Task statement: Format every line of the entries below as a two-column Markdown table, with a running count under "Row" and the text of that line under "Line". Leave out any blank lines.

Items:
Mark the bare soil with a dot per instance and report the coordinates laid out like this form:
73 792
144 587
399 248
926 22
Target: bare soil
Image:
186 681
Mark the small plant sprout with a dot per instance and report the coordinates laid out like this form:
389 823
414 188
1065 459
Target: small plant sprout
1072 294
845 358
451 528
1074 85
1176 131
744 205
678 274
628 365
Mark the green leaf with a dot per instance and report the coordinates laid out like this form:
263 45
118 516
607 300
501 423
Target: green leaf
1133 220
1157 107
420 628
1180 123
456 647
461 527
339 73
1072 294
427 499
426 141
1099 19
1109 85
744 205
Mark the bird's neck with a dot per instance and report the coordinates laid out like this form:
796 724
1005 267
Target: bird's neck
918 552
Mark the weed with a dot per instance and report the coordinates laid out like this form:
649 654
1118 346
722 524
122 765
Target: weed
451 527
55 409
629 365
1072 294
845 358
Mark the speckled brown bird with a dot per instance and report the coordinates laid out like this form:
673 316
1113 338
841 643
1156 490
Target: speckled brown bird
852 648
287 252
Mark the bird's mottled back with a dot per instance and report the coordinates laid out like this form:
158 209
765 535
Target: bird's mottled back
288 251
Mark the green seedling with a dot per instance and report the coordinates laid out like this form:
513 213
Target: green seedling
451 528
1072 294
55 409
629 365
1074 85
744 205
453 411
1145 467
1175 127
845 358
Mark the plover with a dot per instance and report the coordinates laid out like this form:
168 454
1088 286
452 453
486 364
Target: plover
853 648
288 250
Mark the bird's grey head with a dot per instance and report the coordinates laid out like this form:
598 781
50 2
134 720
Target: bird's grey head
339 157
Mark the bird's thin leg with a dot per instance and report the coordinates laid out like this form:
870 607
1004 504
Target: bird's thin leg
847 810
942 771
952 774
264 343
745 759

Task result:
| Row | Line |
|---|---|
| 1 | Mark the bare soil with a dot per instance and report the coordinates laid out like this form: |
| 2 | 73 792 |
| 3 | 144 587 |
| 4 | 399 248 |
| 5 | 926 22 |
| 6 | Target: bare soil |
| 7 | Image: |
| 8 | 186 681 |
| 9 | Mark the small plant sprout with a dot per instance and report the coordinates laid out like this form: |
| 10 | 389 823 |
| 11 | 414 188 |
| 12 | 1065 459 |
| 13 | Target: small plant sprout |
| 14 | 1072 294 |
| 15 | 845 358 |
| 16 | 451 528 |
| 17 | 1074 85 |
| 18 | 1176 131 |
| 19 | 744 205 |
| 20 | 678 274 |
| 21 | 628 365 |
| 22 | Mark the green leaf with a dot per instance and report the coordinates laid out like this form: |
| 23 | 263 45 |
| 24 | 118 516 |
| 25 | 607 300 |
| 26 | 501 423 |
| 27 | Target: green leaf |
| 28 | 1133 220 |
| 29 | 1157 107 |
| 30 | 420 628 |
| 31 | 1180 123 |
| 32 | 456 647 |
| 33 | 461 527 |
| 34 | 339 73 |
| 35 | 1072 294 |
| 36 | 427 499 |
| 37 | 426 141 |
| 38 | 1099 19 |
| 39 | 1109 85 |
| 40 | 744 205 |
| 41 | Mark the bird's neck with a dot per instance and report the coordinates laid out like this form: |
| 42 | 796 724 |
| 43 | 1005 267 |
| 44 | Target: bird's neck |
| 45 | 918 552 |
| 46 | Mark the weed with a dot per instance and report the coordinates laid out like this form: |
| 47 | 649 654 |
| 48 | 1118 346 |
| 49 | 722 524 |
| 50 | 122 765 |
| 51 | Target: weed |
| 52 | 451 527 |
| 53 | 55 409 |
| 54 | 629 365 |
| 55 | 1072 294 |
| 56 | 845 358 |
| 57 | Mark the speckled brown bird with a dot per instance and report the coordinates laid out like this form: |
| 58 | 673 316 |
| 59 | 1113 338 |
| 60 | 841 643 |
| 61 | 1156 490 |
| 62 | Target: speckled brown bird |
| 63 | 852 648 |
| 64 | 287 252 |
| 65 | Mark the bird's mottled back with a dot per instance and report the coordinates laid out like this form: |
| 66 | 158 209 |
| 67 | 765 535 |
| 68 | Target: bird's mottled back |
| 69 | 288 251 |
| 70 | Mark the green seedling with a dot per instance and report the coordinates laid out like this form: |
| 71 | 513 213 |
| 72 | Target: green seedling |
| 73 | 451 528 |
| 74 | 1072 294 |
| 75 | 55 409 |
| 76 | 629 365 |
| 77 | 1074 85 |
| 78 | 744 205 |
| 79 | 453 411 |
| 80 | 1145 467 |
| 81 | 1175 127 |
| 82 | 845 358 |
| 83 | Mark the plover with a dot per instance and report the coordinates laid out like this form: |
| 84 | 168 454 |
| 85 | 1088 286 |
| 86 | 452 453 |
| 87 | 486 364 |
| 88 | Target: plover |
| 89 | 853 648 |
| 90 | 288 250 |
| 91 | Mark the bird's grey head with a dot per instance and report the coordinates laid out like this form: |
| 92 | 598 781 |
| 93 | 50 2 |
| 94 | 134 720 |
| 95 | Target: bird's grey head |
| 96 | 339 157 |
| 97 | Mark the bird's thin leg with a dot per instance and report the coordinates laid out like this form: |
| 98 | 870 607 |
| 99 | 1004 504 |
| 100 | Target: bird's thin leg |
| 101 | 847 810 |
| 102 | 942 771 |
| 103 | 952 774 |
| 104 | 264 343 |
| 105 | 745 759 |